Exercise: From the data below, return the exact lines starting at the line containing "Target: person walking" and ending at the line containing "Target: red roof", both included, and nothing else.

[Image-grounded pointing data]

□ □ □ □

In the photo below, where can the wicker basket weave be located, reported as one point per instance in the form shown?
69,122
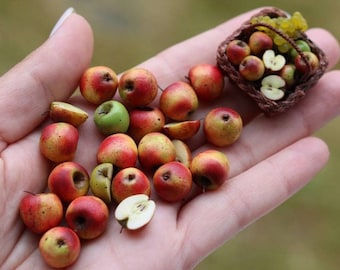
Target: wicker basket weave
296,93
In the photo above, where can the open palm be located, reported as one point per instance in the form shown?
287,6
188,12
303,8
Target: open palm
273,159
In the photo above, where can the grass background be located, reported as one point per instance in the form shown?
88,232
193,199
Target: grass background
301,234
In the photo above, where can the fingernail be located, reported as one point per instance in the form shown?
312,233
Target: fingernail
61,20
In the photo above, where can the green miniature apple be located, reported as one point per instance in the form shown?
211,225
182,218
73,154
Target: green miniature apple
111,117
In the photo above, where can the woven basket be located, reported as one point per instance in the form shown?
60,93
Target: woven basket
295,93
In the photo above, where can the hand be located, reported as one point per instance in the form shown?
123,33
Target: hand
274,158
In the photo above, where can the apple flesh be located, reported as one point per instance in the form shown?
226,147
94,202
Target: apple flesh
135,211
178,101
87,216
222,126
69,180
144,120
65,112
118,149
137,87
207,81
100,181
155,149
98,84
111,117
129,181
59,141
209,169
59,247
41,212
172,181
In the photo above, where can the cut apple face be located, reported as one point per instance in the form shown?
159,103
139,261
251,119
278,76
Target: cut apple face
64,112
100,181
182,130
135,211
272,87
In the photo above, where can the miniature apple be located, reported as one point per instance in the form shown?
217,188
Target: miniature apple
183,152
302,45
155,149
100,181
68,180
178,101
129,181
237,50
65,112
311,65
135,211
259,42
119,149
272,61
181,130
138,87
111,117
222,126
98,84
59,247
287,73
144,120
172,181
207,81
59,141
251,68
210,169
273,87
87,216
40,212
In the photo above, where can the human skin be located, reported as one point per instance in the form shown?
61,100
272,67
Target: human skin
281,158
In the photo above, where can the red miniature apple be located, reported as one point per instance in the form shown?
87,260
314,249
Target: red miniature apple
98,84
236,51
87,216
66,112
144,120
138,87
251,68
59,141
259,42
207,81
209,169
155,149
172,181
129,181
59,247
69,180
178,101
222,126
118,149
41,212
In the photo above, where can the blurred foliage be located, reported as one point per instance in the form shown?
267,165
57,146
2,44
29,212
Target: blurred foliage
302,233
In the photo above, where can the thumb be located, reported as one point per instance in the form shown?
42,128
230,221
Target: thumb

□ □ □ □

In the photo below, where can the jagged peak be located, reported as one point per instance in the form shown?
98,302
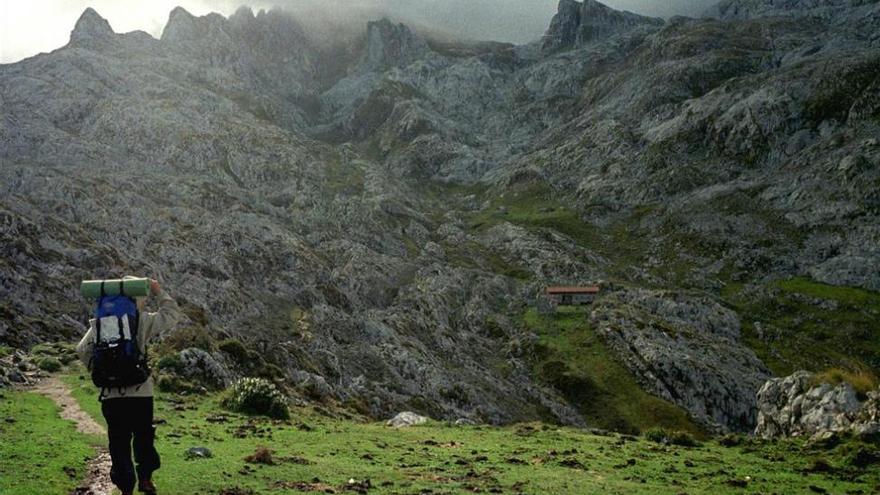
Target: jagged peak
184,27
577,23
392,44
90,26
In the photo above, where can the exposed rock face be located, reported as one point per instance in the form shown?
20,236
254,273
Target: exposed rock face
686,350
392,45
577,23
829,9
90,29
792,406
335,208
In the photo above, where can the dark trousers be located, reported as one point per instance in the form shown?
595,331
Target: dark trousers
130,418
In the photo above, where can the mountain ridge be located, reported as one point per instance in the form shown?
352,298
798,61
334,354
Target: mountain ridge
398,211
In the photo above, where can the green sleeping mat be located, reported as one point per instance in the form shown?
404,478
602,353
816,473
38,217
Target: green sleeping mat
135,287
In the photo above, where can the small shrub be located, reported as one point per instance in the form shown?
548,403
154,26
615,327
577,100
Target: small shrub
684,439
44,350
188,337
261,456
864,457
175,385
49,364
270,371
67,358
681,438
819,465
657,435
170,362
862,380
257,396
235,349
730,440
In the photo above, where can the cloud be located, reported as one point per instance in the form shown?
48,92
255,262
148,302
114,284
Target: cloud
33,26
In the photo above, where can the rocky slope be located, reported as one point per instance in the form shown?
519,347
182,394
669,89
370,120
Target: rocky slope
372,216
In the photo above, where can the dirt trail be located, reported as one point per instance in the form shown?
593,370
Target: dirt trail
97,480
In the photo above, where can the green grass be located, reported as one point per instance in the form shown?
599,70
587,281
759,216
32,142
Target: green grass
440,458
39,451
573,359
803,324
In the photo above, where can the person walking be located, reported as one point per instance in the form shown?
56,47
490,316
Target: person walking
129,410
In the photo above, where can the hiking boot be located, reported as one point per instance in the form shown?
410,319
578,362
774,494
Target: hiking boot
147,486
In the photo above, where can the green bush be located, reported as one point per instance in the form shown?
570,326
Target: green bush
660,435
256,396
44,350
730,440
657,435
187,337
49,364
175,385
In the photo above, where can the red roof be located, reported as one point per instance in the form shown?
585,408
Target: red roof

□ □ □ □

Written answer:
Target: person walking
129,410
In the photo above, where can the hiking boot be located, reported as one point per instance in the form shown?
410,319
578,362
774,494
Target: hiking boot
147,486
In the photo above, where can the green bush be located, reported as one point per instance in the form shown?
570,326
Target: green bush
660,435
256,396
44,350
730,440
657,435
187,337
49,364
175,385
In the photo above, where can the red roof be located, reported as one point per instance in the form shown?
585,408
Target: red roof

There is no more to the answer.